## WORK REQUIRED
Render all of the lines below as a JSON list of strings, with one string for each line and no blank lines. Leave the pictures out of the answer.

Location identification entries:

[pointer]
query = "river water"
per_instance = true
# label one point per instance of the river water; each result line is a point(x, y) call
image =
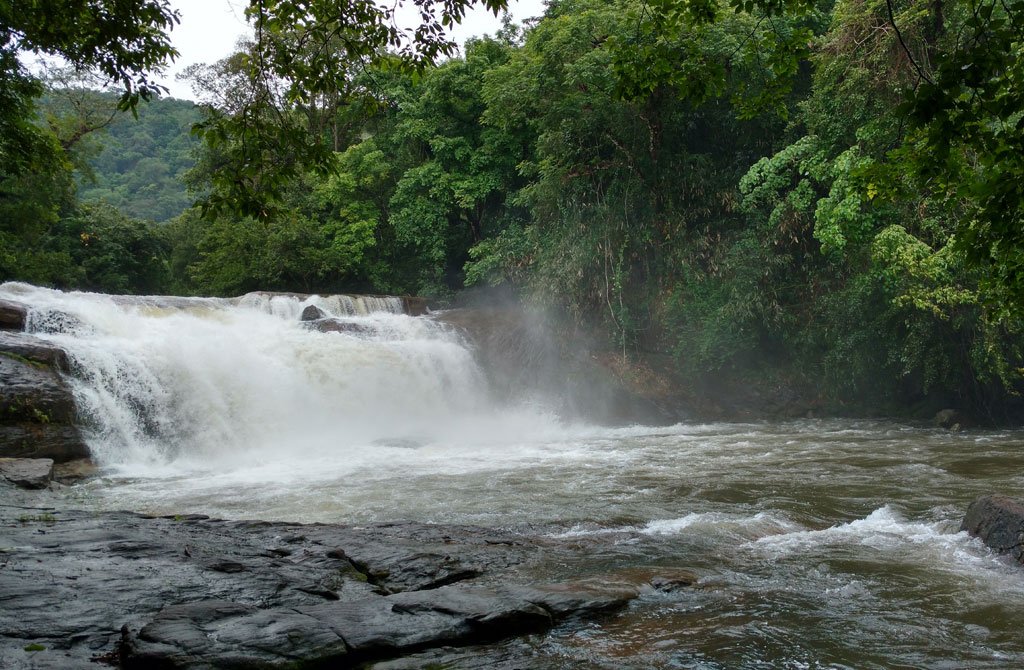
point(816, 543)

## ANSWER TO THIS TASK
[
  "[pointer]",
  "query = \"river water\"",
  "per_instance = true",
  "# label one point per instance of the river water; each result line is a point(x, y) call",
  "image =",
  "point(816, 543)"
]